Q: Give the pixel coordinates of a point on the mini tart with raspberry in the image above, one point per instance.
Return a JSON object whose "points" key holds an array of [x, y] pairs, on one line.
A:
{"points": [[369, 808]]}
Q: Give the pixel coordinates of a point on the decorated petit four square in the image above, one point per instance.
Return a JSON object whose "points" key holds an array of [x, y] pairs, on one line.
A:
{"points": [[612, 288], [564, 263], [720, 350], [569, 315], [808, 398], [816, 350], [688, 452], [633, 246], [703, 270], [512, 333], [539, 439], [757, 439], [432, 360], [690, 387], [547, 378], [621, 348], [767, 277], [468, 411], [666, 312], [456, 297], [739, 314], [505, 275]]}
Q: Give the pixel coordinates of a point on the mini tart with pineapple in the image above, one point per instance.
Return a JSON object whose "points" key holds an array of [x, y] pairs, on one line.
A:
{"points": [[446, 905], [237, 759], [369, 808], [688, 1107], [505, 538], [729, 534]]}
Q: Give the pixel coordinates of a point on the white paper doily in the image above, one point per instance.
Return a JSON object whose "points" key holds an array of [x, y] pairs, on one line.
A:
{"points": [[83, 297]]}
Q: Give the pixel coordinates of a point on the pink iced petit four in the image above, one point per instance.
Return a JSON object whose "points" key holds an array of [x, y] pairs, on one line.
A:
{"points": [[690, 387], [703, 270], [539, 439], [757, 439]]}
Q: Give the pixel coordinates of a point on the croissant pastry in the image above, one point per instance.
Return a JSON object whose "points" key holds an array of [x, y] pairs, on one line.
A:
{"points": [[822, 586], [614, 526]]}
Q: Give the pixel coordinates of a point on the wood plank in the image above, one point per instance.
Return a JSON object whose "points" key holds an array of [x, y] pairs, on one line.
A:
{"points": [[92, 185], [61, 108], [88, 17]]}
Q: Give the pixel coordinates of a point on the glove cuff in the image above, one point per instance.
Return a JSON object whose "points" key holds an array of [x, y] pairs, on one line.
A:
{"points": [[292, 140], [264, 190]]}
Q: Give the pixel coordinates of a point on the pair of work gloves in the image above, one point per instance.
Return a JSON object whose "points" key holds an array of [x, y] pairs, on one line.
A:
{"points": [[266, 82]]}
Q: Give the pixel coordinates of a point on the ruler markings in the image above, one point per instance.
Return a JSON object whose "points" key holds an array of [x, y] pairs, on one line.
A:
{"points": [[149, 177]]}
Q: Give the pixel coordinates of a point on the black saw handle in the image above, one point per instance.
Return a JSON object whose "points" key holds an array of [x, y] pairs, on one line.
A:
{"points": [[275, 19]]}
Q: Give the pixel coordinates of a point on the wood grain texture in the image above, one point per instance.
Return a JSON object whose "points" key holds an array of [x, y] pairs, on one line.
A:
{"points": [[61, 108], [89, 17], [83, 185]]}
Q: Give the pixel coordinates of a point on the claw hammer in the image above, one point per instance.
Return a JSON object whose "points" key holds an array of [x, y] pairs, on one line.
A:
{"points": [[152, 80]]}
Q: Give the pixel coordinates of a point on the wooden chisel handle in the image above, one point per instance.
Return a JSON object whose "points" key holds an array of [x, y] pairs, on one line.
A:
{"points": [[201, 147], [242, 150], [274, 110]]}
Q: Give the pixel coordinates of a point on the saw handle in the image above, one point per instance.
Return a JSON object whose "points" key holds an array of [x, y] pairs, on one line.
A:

________________________________________

* **Directions for this task**
Copy every one of the lines above, leaving each one unchanged.

* **Problem solution**
Q: Give the pixel coordinates of a point on the mini tart with raspberry in the image above, one point per instance.
Return a JSON object whose "points" key holds an array of [x, y] pairs, on one line.
A:
{"points": [[369, 808]]}
Q: Give the pixel coordinates of a point on the decorated petit four square in the image above, one point per instance.
Return a JSON object whose "points" key holds an array of [x, y] pairs, on one line.
A:
{"points": [[612, 288], [564, 263], [720, 350], [569, 315], [808, 398], [816, 350], [688, 452], [633, 246], [703, 270], [512, 333], [539, 439], [757, 439], [432, 360], [690, 387], [547, 378], [621, 348], [767, 277], [468, 411], [666, 312], [456, 297], [739, 314], [505, 275]]}
Q: Give the pixel coordinates of a point on the mini tart with pineapple in the image above, one point per instance.
Return a JSON object whose "points" key holds an array of [x, y] pairs, on one line.
A:
{"points": [[446, 905], [237, 759], [369, 808], [688, 1107], [505, 538], [729, 534]]}
Q: Give the pixel coordinates of a point on the white paper doily in the image above, one point per instance.
Return a JSON object whose "points" key holds an array of [x, y] pairs, on one line.
A:
{"points": [[83, 297]]}
Q: Give the pixel coordinates of a point on the pink iced petit four in the image above, one point per instance.
Return a JSON object whose "points" key holds an array of [x, y] pairs, on one line.
A:
{"points": [[690, 387], [703, 270], [539, 439], [757, 439]]}
Q: Give the pixel coordinates of a point on the croissant pastry in the image above, one point per instance.
Return a JSON object whose "points" key holds an array of [x, y] pairs, on one line.
A:
{"points": [[822, 586], [614, 526]]}
Q: Give the pixel coordinates of a point on the wood plank in the image above, one point per instance.
Return a JSON object whose "points" key holds an array of [x, y] pairs, on one line.
A:
{"points": [[92, 185], [61, 108], [88, 17]]}
Q: Give the pixel coordinates of a point on the glove cuff in the image above, one point per instance.
Return a JSON object whose "points" key holds an array of [x, y] pairs, on one line.
A:
{"points": [[292, 140], [264, 190]]}
Q: Give the pixel coordinates of a point on the pair of work gloves in the image above, one point per instance.
Return a JSON object whose "points" key holds an array of [x, y] pairs, on one line.
A:
{"points": [[266, 82]]}
Q: Give the pixel coordinates of a point on the ruler markings in the image above, one point per instance.
Return a JSON object whose "points" key holds an array of [x, y] pairs, on one line.
A:
{"points": [[149, 177]]}
Q: Give the pixel coordinates of a point on the black saw handle in the image above, one point per instance.
Return a JSON object whose "points" key holds an array of [x, y] pairs, on one line.
A:
{"points": [[275, 19]]}
Q: Give the pixel coordinates of a point on the wood grain texture in the image above, one point per instance.
Return a JSON object whose "points" key holds an array of [x, y] pairs, on one line.
A:
{"points": [[61, 108], [89, 17], [83, 185]]}
Q: Give the pixel coordinates of a point on the claw hammer in the image above, one point per instance.
Return a JSON object whose "points" key holds an array of [x, y] pairs, on one line.
A:
{"points": [[152, 80]]}
Q: Give the pixel coordinates of a point on the wooden chisel handle in the image above, one point per instance.
Return a JSON object whose "points" key holds an array of [x, y] pairs, on one line.
A:
{"points": [[201, 147], [242, 150], [274, 110]]}
Q: Give the pixel coordinates of a point on the saw handle in the image above, one point per instance.
Return a JSON object whose "points" key holds an array of [x, y] pairs, on one line.
A:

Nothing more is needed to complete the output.